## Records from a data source
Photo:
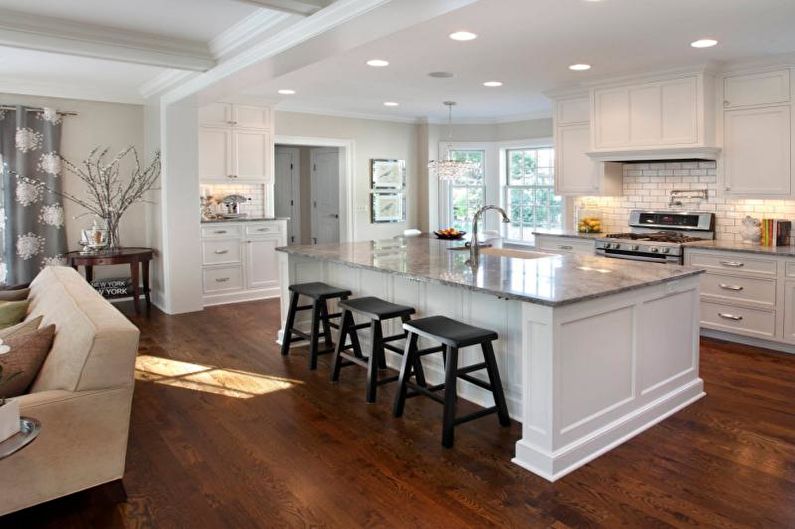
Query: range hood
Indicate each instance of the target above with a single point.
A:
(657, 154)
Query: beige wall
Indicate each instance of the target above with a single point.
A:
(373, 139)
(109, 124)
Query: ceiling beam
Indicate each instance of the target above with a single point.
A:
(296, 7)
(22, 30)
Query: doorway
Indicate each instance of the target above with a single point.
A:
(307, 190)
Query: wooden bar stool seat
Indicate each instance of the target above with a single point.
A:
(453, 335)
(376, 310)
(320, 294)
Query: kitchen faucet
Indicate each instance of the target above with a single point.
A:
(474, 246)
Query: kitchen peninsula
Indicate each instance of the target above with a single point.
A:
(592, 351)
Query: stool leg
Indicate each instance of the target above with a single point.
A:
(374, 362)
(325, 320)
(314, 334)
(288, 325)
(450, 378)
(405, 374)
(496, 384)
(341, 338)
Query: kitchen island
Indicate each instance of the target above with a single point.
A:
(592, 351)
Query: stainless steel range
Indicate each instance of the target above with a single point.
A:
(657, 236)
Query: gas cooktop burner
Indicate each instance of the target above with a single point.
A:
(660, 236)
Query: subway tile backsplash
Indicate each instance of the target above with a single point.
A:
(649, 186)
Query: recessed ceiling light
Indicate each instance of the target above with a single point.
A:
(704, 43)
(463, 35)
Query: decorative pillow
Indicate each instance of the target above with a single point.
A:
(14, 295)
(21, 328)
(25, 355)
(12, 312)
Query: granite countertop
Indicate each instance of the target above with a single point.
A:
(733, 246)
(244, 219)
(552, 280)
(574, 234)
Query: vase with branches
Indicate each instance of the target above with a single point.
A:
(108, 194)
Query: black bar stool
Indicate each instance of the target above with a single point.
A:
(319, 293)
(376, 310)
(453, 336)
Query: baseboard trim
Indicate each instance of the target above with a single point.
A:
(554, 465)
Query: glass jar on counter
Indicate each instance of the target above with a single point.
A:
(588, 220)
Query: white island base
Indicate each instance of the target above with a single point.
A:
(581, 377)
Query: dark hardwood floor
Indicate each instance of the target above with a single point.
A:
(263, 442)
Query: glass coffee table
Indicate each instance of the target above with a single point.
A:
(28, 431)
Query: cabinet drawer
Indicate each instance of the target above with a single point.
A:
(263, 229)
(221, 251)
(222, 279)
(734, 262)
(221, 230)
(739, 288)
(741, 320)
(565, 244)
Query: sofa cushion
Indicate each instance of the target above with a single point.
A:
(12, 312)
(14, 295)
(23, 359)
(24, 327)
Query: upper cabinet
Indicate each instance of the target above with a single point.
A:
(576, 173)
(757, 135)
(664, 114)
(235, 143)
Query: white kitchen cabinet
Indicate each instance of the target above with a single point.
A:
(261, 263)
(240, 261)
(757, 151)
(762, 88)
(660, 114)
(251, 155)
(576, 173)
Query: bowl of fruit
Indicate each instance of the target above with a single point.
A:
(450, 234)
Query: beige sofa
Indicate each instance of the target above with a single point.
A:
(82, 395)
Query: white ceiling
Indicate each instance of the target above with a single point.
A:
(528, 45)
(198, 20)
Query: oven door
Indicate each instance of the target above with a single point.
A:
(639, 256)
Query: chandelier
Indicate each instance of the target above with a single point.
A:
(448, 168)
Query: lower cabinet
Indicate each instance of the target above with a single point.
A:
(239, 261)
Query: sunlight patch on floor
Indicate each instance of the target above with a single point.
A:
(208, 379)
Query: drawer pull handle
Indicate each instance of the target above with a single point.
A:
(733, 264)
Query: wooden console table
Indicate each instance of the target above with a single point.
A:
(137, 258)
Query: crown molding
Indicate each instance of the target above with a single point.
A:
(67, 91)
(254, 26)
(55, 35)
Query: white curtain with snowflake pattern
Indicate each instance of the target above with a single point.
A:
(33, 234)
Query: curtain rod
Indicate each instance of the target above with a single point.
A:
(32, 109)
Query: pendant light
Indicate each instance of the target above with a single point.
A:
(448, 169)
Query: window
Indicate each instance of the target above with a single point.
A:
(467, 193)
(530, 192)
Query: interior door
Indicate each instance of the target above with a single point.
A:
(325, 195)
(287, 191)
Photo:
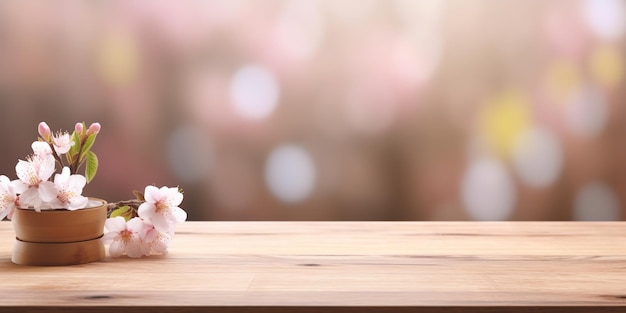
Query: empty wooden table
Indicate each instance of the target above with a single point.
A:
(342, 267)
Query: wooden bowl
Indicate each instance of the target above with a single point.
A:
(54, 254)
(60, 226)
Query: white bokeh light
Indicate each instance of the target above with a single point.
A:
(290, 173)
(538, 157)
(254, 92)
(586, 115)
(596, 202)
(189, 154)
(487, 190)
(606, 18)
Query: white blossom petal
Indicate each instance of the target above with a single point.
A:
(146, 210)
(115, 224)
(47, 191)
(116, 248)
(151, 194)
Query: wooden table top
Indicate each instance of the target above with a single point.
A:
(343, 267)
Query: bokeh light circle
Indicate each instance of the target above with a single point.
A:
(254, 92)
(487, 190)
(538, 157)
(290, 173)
...
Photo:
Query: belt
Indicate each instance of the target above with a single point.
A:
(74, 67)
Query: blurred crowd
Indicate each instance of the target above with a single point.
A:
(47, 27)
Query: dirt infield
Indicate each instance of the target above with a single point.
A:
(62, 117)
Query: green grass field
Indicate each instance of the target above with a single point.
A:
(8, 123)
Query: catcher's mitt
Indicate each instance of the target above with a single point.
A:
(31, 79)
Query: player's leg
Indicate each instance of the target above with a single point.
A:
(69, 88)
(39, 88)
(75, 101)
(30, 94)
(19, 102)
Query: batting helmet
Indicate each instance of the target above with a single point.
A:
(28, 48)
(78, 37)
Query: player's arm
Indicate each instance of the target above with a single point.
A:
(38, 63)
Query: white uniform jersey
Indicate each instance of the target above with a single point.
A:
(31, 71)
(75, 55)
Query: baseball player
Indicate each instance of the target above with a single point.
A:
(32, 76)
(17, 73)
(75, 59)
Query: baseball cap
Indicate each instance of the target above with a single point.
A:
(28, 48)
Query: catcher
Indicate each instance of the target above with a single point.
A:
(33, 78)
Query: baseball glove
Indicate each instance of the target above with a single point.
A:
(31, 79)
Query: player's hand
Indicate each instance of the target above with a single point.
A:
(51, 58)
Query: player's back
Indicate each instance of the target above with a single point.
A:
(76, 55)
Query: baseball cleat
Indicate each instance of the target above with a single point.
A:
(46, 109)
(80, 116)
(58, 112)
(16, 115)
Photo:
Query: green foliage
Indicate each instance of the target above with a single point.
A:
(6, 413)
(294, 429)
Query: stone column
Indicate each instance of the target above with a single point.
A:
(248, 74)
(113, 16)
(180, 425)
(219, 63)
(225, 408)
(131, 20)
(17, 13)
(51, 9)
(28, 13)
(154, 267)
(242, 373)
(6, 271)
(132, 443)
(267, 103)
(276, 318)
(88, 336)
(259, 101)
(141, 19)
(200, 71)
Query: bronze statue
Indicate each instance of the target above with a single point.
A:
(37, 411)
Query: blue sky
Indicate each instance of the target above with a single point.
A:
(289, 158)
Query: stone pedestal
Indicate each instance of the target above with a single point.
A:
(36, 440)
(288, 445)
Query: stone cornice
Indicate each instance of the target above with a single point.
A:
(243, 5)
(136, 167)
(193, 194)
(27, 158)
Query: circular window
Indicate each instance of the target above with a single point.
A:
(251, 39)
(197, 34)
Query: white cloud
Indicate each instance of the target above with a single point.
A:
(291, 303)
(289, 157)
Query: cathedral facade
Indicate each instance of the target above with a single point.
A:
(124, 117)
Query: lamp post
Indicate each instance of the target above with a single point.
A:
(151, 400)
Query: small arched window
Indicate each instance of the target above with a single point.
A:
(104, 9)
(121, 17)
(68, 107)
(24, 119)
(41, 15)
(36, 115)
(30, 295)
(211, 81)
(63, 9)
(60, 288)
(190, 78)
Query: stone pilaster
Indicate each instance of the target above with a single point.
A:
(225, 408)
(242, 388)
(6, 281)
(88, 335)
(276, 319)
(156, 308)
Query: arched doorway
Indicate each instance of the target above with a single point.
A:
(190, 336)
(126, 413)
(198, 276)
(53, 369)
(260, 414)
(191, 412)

## YOUR GOAL
Search the data above for the string "white". Report every line where it is found.

## RESULT OF THIS TASK
Query: white island base
Query: white kitchen cabinet
Query: white ceiling
Query: white curtain with snowflake pattern
Query: white bokeh light
Query: white blossom petal
Query: white uniform jersey
Query: white cloud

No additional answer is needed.